**Task brief:** Copy each line in the data that includes the word "star".

**Data shown:**

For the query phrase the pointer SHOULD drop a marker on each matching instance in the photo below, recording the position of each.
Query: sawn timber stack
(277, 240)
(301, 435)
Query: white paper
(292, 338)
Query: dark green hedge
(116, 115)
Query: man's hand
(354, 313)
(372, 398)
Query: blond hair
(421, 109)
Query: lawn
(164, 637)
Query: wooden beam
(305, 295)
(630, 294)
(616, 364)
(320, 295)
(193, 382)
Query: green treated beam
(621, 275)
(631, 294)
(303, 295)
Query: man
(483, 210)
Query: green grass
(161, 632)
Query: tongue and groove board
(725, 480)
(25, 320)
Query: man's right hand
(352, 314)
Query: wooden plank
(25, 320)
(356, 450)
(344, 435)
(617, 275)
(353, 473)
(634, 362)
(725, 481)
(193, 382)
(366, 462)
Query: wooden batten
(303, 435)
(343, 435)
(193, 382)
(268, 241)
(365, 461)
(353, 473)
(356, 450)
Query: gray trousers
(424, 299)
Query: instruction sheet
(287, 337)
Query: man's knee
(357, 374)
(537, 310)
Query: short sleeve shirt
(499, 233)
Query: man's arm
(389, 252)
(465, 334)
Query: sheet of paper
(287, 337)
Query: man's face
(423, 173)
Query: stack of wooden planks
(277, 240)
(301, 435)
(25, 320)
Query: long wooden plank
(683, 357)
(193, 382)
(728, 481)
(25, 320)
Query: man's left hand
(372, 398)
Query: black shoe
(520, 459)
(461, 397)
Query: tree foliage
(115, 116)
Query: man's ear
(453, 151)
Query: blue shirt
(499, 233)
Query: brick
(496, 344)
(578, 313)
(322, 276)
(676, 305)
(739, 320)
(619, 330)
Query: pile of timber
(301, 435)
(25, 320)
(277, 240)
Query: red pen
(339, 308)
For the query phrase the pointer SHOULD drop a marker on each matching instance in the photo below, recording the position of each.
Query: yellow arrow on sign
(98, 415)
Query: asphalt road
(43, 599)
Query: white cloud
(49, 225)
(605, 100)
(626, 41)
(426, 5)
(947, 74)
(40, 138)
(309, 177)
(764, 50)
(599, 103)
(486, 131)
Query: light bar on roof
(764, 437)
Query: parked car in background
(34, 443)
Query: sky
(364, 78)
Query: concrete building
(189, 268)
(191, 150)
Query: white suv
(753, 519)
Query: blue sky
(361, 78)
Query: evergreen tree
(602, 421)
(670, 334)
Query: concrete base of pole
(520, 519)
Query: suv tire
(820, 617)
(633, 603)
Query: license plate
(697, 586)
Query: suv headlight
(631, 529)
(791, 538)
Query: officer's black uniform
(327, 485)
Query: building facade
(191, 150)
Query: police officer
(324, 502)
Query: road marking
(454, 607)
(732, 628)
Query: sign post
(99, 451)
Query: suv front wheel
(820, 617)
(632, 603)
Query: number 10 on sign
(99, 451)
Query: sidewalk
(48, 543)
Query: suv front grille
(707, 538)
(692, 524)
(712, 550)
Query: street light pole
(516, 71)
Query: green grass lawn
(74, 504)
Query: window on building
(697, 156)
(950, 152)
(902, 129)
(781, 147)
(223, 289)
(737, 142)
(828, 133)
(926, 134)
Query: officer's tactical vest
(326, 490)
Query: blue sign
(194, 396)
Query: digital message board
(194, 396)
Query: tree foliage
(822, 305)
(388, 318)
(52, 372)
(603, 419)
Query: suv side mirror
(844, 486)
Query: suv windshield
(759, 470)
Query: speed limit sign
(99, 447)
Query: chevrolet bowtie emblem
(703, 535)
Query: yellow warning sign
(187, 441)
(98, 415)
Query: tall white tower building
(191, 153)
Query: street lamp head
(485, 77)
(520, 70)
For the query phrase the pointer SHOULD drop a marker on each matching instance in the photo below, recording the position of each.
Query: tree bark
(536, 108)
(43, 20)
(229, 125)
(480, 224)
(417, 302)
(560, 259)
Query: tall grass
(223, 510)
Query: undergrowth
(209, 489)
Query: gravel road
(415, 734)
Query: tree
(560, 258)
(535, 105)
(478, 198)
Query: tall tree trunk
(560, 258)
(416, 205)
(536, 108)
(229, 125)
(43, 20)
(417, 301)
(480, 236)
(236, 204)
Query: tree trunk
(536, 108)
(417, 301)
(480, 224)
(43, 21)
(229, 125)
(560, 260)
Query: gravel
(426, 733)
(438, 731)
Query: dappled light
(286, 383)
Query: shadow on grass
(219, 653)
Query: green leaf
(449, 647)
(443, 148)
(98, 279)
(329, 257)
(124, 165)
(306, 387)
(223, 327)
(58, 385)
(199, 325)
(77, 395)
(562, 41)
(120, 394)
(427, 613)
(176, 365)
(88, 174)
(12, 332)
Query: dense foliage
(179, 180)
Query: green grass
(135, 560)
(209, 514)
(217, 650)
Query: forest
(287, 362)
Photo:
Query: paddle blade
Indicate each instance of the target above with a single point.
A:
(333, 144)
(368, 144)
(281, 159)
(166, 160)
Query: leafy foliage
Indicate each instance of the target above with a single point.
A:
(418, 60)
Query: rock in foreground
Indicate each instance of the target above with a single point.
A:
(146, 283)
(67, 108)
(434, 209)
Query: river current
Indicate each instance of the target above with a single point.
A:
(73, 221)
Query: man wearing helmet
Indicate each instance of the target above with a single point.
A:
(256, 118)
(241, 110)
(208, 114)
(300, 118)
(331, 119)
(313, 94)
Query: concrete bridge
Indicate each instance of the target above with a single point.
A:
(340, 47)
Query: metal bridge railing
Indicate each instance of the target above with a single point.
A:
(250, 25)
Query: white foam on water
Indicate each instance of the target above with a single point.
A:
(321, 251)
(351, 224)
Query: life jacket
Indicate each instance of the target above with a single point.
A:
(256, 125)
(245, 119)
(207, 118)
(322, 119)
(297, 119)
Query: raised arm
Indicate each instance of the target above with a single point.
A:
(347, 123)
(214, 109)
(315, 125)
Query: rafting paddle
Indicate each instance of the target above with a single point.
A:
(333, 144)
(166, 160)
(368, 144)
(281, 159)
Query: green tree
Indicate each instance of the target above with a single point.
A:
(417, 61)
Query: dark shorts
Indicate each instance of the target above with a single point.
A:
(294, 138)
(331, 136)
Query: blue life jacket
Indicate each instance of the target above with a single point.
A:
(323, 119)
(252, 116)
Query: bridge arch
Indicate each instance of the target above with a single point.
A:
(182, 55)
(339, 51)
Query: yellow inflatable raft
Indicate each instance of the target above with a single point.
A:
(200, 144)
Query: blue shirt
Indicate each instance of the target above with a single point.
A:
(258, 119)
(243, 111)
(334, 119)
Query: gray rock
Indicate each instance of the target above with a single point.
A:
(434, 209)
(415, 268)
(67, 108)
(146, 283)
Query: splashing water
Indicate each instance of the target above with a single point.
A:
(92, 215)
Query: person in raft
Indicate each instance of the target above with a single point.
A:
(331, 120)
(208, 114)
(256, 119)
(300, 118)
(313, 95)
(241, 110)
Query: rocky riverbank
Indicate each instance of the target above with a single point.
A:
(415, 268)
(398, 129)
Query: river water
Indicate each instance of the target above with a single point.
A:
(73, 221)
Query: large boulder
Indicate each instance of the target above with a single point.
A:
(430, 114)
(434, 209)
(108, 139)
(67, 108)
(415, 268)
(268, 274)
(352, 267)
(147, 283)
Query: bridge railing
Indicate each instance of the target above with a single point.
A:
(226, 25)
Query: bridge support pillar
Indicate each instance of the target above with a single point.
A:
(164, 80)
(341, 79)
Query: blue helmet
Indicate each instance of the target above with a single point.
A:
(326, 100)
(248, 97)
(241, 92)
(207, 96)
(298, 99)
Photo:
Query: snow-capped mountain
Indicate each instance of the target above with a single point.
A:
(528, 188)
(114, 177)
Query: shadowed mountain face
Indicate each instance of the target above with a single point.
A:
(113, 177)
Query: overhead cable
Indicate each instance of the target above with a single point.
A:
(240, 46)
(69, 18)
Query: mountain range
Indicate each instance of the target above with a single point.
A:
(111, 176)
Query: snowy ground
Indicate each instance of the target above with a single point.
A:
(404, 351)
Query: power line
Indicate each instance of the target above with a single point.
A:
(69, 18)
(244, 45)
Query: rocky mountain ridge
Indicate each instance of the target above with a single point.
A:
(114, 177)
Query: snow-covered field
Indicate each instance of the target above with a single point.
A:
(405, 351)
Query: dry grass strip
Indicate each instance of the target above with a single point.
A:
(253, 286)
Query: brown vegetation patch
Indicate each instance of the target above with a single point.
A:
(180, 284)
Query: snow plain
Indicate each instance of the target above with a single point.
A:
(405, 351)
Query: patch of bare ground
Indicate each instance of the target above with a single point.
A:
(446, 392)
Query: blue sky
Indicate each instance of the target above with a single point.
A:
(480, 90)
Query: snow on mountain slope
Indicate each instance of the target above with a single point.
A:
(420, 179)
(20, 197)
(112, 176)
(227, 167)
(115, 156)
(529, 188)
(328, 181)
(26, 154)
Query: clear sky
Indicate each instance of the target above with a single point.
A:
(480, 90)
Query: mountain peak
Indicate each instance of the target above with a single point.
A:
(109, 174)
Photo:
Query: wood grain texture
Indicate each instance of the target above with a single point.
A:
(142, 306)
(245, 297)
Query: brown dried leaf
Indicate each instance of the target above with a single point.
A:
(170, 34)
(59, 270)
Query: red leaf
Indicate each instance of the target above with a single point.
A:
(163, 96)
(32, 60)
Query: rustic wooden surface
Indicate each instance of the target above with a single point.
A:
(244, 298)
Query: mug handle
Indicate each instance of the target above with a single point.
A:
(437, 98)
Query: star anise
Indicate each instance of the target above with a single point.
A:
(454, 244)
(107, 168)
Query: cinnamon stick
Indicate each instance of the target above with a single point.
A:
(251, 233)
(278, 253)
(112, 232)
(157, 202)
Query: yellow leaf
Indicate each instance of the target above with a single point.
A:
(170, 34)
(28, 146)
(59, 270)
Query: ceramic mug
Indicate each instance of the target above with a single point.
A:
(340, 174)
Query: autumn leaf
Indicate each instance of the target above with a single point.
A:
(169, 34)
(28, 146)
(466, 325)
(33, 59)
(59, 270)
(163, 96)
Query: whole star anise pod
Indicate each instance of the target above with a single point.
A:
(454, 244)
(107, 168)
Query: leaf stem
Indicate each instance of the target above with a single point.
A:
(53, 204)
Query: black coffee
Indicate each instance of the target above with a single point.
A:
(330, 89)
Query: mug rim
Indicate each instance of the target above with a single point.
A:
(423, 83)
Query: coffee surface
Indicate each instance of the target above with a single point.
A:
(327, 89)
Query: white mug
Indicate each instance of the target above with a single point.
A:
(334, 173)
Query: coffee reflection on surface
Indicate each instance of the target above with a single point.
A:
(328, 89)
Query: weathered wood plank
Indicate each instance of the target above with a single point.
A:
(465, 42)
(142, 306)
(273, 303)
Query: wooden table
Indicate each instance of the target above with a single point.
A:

**Response area:**
Query: star anise
Query: whole star anise pod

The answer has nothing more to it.